Written tasks:
1. Decide whether each of the following statements agrees with the political parties abstract below, answering yes or no and quoting the words of the abstract that decide it: (a) The study examines twenty-five countries. (b) The study limits itself to membership, volatility, party identification and turnout. (c) The authors hold that parties declined in every country.
2. According to the political parties abstract below, into what are the findings processed before they are presented?
** start of Page **
Comparative Politics
Political Parties
Comparative Perspective
Gideon Rahat
Hebrew University of Jerusalem
Ofer Kenig
Ashkelon Academic College
Gideon Rahat
Hebrew University of Jerusalem

Abstract

One of the most prominent developments in contemporary democratic politics is the change in party-society linkage. This change was widely recognized in several studies. Some scholars generalized this development under the title party decline while others saw it as a change in party-society linkage that was somewhat compensated by other developments. These studies pointed, among other things, to the decline in the number of party members, the weakening of party-interest group relationship and various aspects of voter behavior (e.g. increase in electoral volatility and decline in voter turnout) as indicators for party change/decline. In this Paper, we seek to demonstrate that this generalization might overlook variance in the development of the state of parties in various countries. Surely, in some countries parties declined, crashed or “just” lost a significant amount of their powers. But in other cases political parties adapted and performed rather well. In other words, we argue that there is a cross country variance that was often overlooked. Our analysis looks at country-level variance of party change. Twenty-five countries will be examined, using 13 indicators for the party-society linkage. These include, beyond the “usual suspects” (membership, volatility, party identification, turnout) additional indicators such as the relationship between parties and interest groups, the performance of parties in sub-national (regional and local) levels and party continuity. We start with a brief literature review of party change and show that it tends to generalize and pays little attention to variance. We then present the 13 indicators that we used and share the methodological challenges we faced while collecting and working with the data. The findings, processed into calibrated and standardized partisanship index, are presented in the main section. The findings indicate that within the broad phenomenon of party decline there is substantial county-specific variance.
** end of Page **
** start of Dataset content **
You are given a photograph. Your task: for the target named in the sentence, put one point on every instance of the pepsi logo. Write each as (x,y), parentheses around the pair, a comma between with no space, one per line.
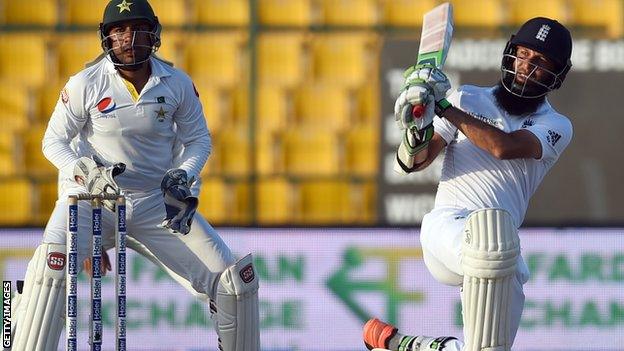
** end of Dataset content **
Results in order:
1.
(a) Yes: "Twenty-five countries will be examined, using 13 indicators for the party-society linkage."
(b) No: "additional indicators such as the relationship between parties and interest groups, the performance of parties in sub-national (regional and local) levels and party continuity"
(c) No: "But in other cases political parties adapted and performed rather well."

2. A calibrated and standardized partisanship index.